# Task description:
Output every line of the records below as a JSON array of strings, one string per line, with blank lines omitted and the pictures excluded.

--- START Supplied material ---

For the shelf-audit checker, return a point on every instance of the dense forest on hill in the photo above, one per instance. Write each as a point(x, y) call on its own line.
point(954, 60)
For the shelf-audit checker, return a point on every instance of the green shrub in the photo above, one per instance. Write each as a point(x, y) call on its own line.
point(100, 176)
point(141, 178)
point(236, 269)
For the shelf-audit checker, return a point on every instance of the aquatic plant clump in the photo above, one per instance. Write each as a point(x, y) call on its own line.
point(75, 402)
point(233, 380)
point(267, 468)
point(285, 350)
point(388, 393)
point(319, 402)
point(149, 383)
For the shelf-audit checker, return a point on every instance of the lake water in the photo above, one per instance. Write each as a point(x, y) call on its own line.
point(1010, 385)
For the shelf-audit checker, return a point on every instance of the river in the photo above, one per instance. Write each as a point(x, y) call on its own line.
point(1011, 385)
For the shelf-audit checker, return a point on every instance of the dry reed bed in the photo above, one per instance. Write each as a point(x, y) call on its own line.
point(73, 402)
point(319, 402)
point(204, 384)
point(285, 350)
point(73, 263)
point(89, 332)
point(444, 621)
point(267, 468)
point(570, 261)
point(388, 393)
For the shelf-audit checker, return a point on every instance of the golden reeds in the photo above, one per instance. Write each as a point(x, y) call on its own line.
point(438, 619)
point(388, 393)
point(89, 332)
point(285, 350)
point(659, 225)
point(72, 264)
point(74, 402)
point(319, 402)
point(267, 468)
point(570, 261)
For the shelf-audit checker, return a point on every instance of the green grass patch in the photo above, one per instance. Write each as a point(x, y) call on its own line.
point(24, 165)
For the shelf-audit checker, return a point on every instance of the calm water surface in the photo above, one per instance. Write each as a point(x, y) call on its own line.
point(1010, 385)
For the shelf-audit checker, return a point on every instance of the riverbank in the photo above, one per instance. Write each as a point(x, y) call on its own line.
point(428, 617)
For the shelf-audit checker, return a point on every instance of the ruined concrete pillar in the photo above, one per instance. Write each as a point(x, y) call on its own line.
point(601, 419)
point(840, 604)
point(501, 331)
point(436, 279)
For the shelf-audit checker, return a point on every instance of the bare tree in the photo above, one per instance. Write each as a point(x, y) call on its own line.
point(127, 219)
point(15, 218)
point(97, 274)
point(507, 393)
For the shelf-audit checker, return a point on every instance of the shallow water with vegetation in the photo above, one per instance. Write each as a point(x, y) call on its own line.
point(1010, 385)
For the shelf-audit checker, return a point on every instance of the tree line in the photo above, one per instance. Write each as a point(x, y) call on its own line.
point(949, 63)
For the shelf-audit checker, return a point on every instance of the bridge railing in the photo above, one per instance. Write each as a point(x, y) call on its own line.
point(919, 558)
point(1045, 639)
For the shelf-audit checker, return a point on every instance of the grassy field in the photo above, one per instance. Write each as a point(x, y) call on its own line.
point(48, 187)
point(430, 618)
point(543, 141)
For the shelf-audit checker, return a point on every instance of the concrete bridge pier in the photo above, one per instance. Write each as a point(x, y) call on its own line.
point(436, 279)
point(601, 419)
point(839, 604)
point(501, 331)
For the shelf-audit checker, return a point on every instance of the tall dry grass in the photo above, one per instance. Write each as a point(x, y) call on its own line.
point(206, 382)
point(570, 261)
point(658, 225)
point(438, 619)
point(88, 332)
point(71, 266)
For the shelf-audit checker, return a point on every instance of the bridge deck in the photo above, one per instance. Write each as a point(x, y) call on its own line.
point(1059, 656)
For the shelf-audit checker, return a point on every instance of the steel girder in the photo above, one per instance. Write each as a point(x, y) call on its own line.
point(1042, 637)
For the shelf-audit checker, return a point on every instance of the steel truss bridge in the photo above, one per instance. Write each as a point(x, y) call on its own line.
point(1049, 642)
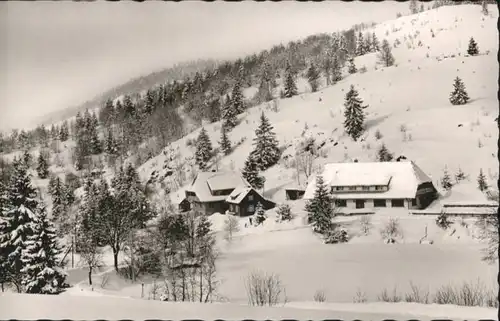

--- END Supplied material ---

# Answer to this exercise:
[
  "For the shelf-audit checker, return a point on every instance of the dense forest on hill in the photo above, one per instance. Write each as a point(x, y) call on its own line.",
  "point(954, 60)",
  "For the shelf-audit checker, return a point on every instance of the green shrub in the photo above, one per instance. Write each as a point(x, y) call on its own line.",
  "point(100, 176)",
  "point(141, 178)",
  "point(236, 269)",
  "For the shelf-audit checker, return a point on every instance of the aquatic plant clump in the photo above, one per instance. Write each as a point(x, y) call on its own line.",
  "point(75, 402)",
  "point(233, 380)",
  "point(267, 468)",
  "point(285, 350)",
  "point(388, 393)",
  "point(319, 402)",
  "point(149, 383)",
  "For the shelf-audit checker, return a point on every instance of the lake water in the photo above, one per instance. Write each as a point(x, y) call on its own line.",
  "point(1010, 385)",
  "For the shelf-audit checker, return a point on every instance of the river in the photo above, one per instance. Write each as a point(x, y) call on its own line.",
  "point(1011, 385)",
  "For the shelf-audit checker, return a point on every instance of the dry reed bed in the photo above, one per instance. Write each as a point(x, y) call on its own line.",
  "point(73, 402)",
  "point(319, 402)",
  "point(204, 384)",
  "point(285, 350)",
  "point(73, 263)",
  "point(89, 332)",
  "point(444, 621)",
  "point(267, 468)",
  "point(570, 261)",
  "point(388, 393)",
  "For the shelf-audit checker, return a point on every instance of the golden reeds in the photo above, one per instance. Write each as a point(x, y) call on its own line.",
  "point(438, 619)",
  "point(388, 393)",
  "point(89, 332)",
  "point(285, 350)",
  "point(659, 225)",
  "point(72, 264)",
  "point(74, 402)",
  "point(319, 402)",
  "point(267, 468)",
  "point(570, 261)",
  "For the shelf-audit checker, return a point on every instance of the green grass patch in the photo above, one per instance. Write each as a point(x, y) call on its own line.",
  "point(24, 165)",
  "For the shelf-audit checker, return a point on every instance of the calm water surface in the photo above, one per instance. Write each as a point(x, y) call on its own line.",
  "point(1010, 385)",
  "For the shelf-audit checker, return a point on every instance of the riverbank in the photo above, one per instance. Write each as a point(x, y) call on its own line.",
  "point(428, 617)",
  "For the shelf-audit checker, return a point on every instance of the ruined concrete pillar in the photo above, one per instance. Write each as a point(x, y) call on its own line.",
  "point(601, 419)",
  "point(840, 604)",
  "point(501, 331)",
  "point(436, 279)",
  "For the shelf-audit checker, return a point on every instance of the bare tree in the photo above, one per instance. Write each as a point(x, y) call on its own line.",
  "point(127, 219)",
  "point(15, 218)",
  "point(97, 274)",
  "point(507, 393)",
  "For the shelf-audit checker, return a point on every instance of the shallow water with vegetation in the photo above, one per instance. Write each as a point(x, y) call on its own line.",
  "point(1010, 385)",
  "For the shelf-audit checker, return a point on every instance of the tree line in the photo above, one per instance. Write each as a point(x, y) call on its own line.",
  "point(949, 63)",
  "For the shelf-audit checker, return a point on every instance of the bridge railing in the photo above, one per instance. Write each as a point(x, y) call on its own line.",
  "point(919, 558)",
  "point(1045, 639)",
  "For the shelf-audit checker, return a point on every instance of the grassy field in the photo above, one per instance. Write each as a point(x, y) call on its own line.",
  "point(48, 187)",
  "point(430, 618)",
  "point(543, 141)",
  "For the shelf-audit checker, return a point on every instance of the concrete bridge pier in the photo above, one per instance. Write each as a point(x, y) call on its own line.",
  "point(436, 279)",
  "point(601, 419)",
  "point(839, 604)",
  "point(501, 331)",
  "For the shelf-audit checker, return a point on every instance of the tall dry grass in the photo above, one per instance. Write each as a point(x, y) call on its own line.",
  "point(206, 382)",
  "point(570, 261)",
  "point(658, 225)",
  "point(438, 619)",
  "point(88, 332)",
  "point(71, 266)",
  "For the shelf-audit checker, return a point on every instance of the bridge deck in the photo above, one per instance. Write each as a point(x, y) call on its own line.",
  "point(1059, 656)",
  "For the shelf-audit checker, return a point on every instance of the steel girder in the photo above, one per instance. Write each as a point(x, y) call on its own line.",
  "point(1042, 637)",
  "For the shelf-audit checker, return a point on every instance of the steel truss bridge in the photo above, one per instance. Write each as a point(x, y) call on its own line.",
  "point(1049, 642)"
]